SET PROBLEM:
Recast all of the records below as a numbered list, skipping any blank lines. Leave the pictures out of your answer.

** START INPUT ROWS **

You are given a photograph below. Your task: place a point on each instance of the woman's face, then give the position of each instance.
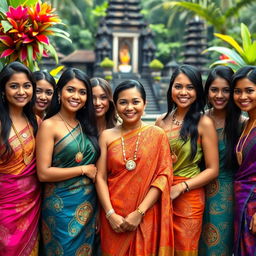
(73, 95)
(100, 101)
(44, 93)
(219, 93)
(245, 95)
(130, 105)
(183, 91)
(18, 90)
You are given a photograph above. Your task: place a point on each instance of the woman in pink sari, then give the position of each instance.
(19, 187)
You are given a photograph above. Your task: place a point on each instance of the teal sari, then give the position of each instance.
(218, 223)
(70, 206)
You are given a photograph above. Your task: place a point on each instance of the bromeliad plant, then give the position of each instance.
(239, 55)
(25, 31)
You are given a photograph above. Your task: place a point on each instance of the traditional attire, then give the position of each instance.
(19, 200)
(127, 190)
(245, 197)
(218, 232)
(188, 208)
(70, 206)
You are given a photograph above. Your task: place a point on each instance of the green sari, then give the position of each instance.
(218, 231)
(70, 206)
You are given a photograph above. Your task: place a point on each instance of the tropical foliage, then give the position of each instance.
(25, 31)
(238, 55)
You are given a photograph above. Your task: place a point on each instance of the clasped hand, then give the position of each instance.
(120, 224)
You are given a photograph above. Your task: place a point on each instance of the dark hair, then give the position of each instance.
(86, 115)
(5, 75)
(128, 84)
(110, 117)
(44, 75)
(231, 129)
(192, 117)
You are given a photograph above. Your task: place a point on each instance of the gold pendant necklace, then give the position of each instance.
(79, 155)
(130, 164)
(239, 153)
(27, 158)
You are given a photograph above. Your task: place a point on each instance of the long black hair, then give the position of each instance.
(5, 75)
(110, 117)
(190, 124)
(86, 115)
(231, 129)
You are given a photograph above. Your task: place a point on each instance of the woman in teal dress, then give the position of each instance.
(67, 150)
(217, 234)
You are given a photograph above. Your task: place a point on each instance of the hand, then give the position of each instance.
(116, 222)
(177, 189)
(252, 226)
(132, 221)
(90, 171)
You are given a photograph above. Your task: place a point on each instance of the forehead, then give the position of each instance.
(219, 82)
(244, 82)
(76, 83)
(130, 93)
(182, 79)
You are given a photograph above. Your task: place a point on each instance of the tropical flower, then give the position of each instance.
(25, 31)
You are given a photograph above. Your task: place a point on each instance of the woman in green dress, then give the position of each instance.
(67, 150)
(217, 234)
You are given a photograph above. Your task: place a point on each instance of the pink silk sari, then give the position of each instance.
(20, 199)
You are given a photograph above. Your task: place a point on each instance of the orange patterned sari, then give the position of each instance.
(127, 189)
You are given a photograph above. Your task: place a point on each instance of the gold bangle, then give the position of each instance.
(140, 211)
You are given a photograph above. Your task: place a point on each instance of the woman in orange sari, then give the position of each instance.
(133, 181)
(20, 189)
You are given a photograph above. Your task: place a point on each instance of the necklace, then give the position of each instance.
(79, 155)
(27, 158)
(239, 153)
(131, 163)
(175, 121)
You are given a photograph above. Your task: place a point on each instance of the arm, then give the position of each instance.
(209, 138)
(44, 150)
(114, 219)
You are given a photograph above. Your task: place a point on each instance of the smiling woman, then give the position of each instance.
(67, 150)
(20, 190)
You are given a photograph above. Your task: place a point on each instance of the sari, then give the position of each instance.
(127, 189)
(20, 200)
(188, 208)
(245, 197)
(69, 207)
(218, 223)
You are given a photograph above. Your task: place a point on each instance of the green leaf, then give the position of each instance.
(228, 52)
(3, 6)
(6, 25)
(231, 41)
(246, 37)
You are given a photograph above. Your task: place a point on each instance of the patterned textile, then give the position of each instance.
(70, 206)
(19, 200)
(218, 231)
(245, 198)
(154, 235)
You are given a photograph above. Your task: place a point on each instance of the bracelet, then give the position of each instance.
(140, 211)
(109, 213)
(187, 187)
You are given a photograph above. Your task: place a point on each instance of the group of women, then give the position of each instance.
(77, 162)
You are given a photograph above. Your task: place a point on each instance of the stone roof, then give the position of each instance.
(80, 56)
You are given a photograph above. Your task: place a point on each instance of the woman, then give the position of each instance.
(244, 87)
(45, 92)
(218, 231)
(67, 150)
(133, 181)
(191, 135)
(103, 104)
(20, 189)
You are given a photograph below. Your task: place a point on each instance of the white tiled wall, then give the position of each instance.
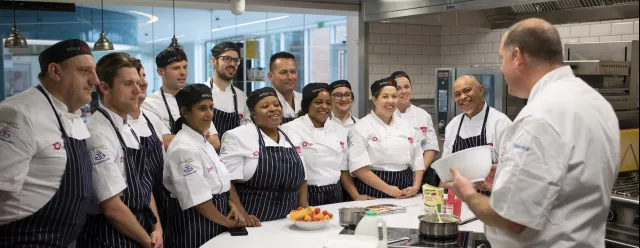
(419, 50)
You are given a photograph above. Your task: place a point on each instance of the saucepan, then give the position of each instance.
(349, 217)
(443, 228)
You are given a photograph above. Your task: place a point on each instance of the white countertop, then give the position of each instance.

** END INPUT ROWS **

EXERCISE RESPONSE:
1. You are given a photograph below. Your task: place a point on each instance of the woman's face, then give the position of each instance.
2. (73, 95)
3. (100, 101)
4. (44, 93)
5. (219, 93)
6. (245, 95)
7. (130, 105)
8. (183, 91)
9. (18, 90)
10. You are given a photograph above. Your task: place a point on each instance of the woman in pink sari, then give the position of each instance.
11. (19, 187)
12. You are given a photograph above. Your task: place a point on each instance of the teal sari, then give the position of each instance.
13. (218, 223)
14. (70, 206)
15. You are given a photograph above. Your task: place a point on each instance of the bromeliad plant, then give the position of each instance.
16. (239, 55)
17. (25, 31)
18. You are given a photograph above. Your task: place a point on each instance of the traditional attire, then give the position of each instance.
19. (19, 200)
20. (127, 190)
21. (245, 197)
22. (218, 232)
23. (188, 208)
24. (70, 206)
25. You are given a photograph above. Your task: place a point on each instance of the green sari, then give the position of each instance.
26. (218, 231)
27. (70, 206)
28. You are given a photograph above. Your task: place a point on each instance of the tropical foliage, then give the position of each instance.
29. (25, 31)
30. (238, 55)
31. You are given a photograph above. Your task: place a point on each instance of the clasped hand, then give the position of each instance.
32. (120, 224)
33. You are given a photograph above. Your task: place a point on each instance of the dark hair, then give the position of each instance.
34. (86, 115)
35. (5, 75)
36. (128, 84)
37. (110, 117)
38. (44, 75)
39. (231, 129)
40. (192, 117)
41. You are given a photograph above. Your task: place a point on each instance of the gold pendant necklace, then give the position of each instance.
42. (79, 155)
43. (130, 164)
44. (239, 153)
45. (27, 158)
46. You are given a photograph above. Your task: place a point on each instance of the long black hair, then give the position of each instance.
47. (5, 75)
48. (110, 117)
49. (190, 124)
50. (86, 115)
51. (231, 129)
52. You are given a photograph above. Your task: place a point on each instance of the woman in teal dress, then give the position of each instance.
53. (67, 150)
54. (217, 234)
55. You are given a photograph above. Your task: place a point on each instance of the hand, then give the position of each instance.
56. (116, 222)
57. (177, 189)
58. (252, 226)
59. (132, 221)
60. (90, 171)
61. You are given a photograph above. Your task: place a point on each instance of the forehead, then give the position of each instance.
62. (219, 82)
63. (244, 82)
64. (76, 83)
65. (130, 93)
66. (182, 79)
67. You are given a photograph above. Your task: place a point on each instance of the tropical flower, then give the position of each instance.
68. (25, 31)
69. You are given a photograph above. Your task: place a point on each instance of the woman in green dress, then give the position of each instance.
70. (67, 150)
71. (217, 234)
72. You are given a photograph above. Your task: place a point on each instance of the pink silk sari, then give the position of each instance.
73. (20, 199)
74. You are given a photograph above. Your task: place a point on each instance of the orange patterned sari, then give the position of each instance.
75. (127, 189)
76. You are given a photograph above. Your task: place a point on each instance of the gold bangle, then give the position of each instance.
77. (140, 211)
78. You are given a photograph above. Your task: place a point on each instance of the woman in orange sari, then give the position of each instance.
79. (133, 181)
80. (20, 189)
81. You are given a photograph above. Your task: place a point on each instance of the necklace, then give the position of each instance.
82. (79, 155)
83. (27, 158)
84. (239, 153)
85. (131, 163)
86. (175, 121)
87. You are given a photograph above. Your task: place a point on each instance of the arm, then give the position of each instance.
88. (209, 138)
89. (44, 150)
90. (114, 219)
91. You are given a photograph above. Your task: place a point on each instance of the smiling woman, then give the position of each instance.
92. (67, 150)
93. (20, 190)
94. You are given a photograph above. Your task: place a point on each instance of the sari, then give the position of each instance.
95. (127, 189)
96. (20, 200)
97. (188, 208)
98. (245, 197)
99. (69, 207)
100. (218, 223)
101. You are given a photograph above. Your task: place a point on each instance of the green leaf, then give the position of each instance.
102. (228, 52)
103. (3, 6)
104. (6, 25)
105. (231, 41)
106. (246, 37)
107. You are given a photograph above. Your task: place a point on each instance of the patterned textile, then give the position of each instance.
108. (70, 206)
109. (19, 200)
110. (218, 231)
111. (245, 198)
112. (154, 235)
113. You are given a photograph above. Your task: place a point on each instance of the bracelet, then give the position of each instance.
114. (140, 211)
115. (109, 213)
116. (187, 187)
117. You are given a photograph above. Your task: place a point on each instance of the group of women, then give the position of each instance.
118. (77, 162)
119. You are given a photograph above. Your task: place a point on each instance of the stone roof, then give the position of each instance.
120. (80, 56)
121. You are given a photograph above. Your task: place a point on each instance of the woman, then give the position of each instance.
122. (244, 87)
123. (45, 92)
124. (218, 231)
125. (67, 150)
126. (133, 181)
127. (191, 135)
128. (103, 104)
129. (20, 189)
130. You are given a photograph below. Your task: place a point on each instance of the white tiled wall, then give the position of each instance.
131. (419, 50)
132. You are given a photograph above. Your task: place a point on each instance of the saucepan, then give the position of each instance.
133. (349, 217)
134. (443, 228)
135. You are given a photograph above. Your task: place a point on each instance of the white countertop, then give the position of each instance.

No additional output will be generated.